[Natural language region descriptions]
_ _ _ _

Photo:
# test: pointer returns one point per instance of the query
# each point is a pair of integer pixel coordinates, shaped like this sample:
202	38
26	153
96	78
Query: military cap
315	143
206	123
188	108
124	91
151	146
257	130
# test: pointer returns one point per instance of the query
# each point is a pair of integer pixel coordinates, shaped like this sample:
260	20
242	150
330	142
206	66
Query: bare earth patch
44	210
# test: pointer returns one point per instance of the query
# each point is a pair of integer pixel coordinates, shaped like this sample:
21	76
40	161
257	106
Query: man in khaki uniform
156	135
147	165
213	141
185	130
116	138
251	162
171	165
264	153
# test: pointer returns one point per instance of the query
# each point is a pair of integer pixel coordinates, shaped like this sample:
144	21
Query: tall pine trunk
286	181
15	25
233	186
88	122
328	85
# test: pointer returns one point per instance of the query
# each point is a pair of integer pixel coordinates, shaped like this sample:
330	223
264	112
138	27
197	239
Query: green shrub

_ _ _ _

- **TASK**: Retype every entry exactly.

- **RESULT BELOW**:
Photo:
# test: pointer returns one point per instance of the query
# each point is a pair of integer pixel coordinates, shaped like this sample:
202	38
26	153
96	78
Query: military cap
315	143
206	123
188	108
124	91
151	146
257	130
# test: pointer returns one point per instance of the query
# each point is a pair of integer pixel coordinates, shaped like this sample:
260	20
242	150
330	142
206	66
Query: bare earth patch
44	210
# test: pointer returns one point per instance of the query
# each point is a pair of integer pixel coordinates, shaped like this sample:
21	76
40	161
257	106
Query: man in khaki uniform
156	135
147	165
213	141
185	130
116	138
251	162
171	165
264	153
# test: pointer returns one point per instance of the query
# each point is a pair of integer pixel coordinates, shaped like this sample:
144	21
Query: tall pine trunk
286	181
15	25
233	186
88	122
328	85
# test: pointer returns one point per instance of the query
# each point is a pair of integer pixel coordinates, shaped like this sample:
330	223
264	112
138	27
197	239
Query: green shrub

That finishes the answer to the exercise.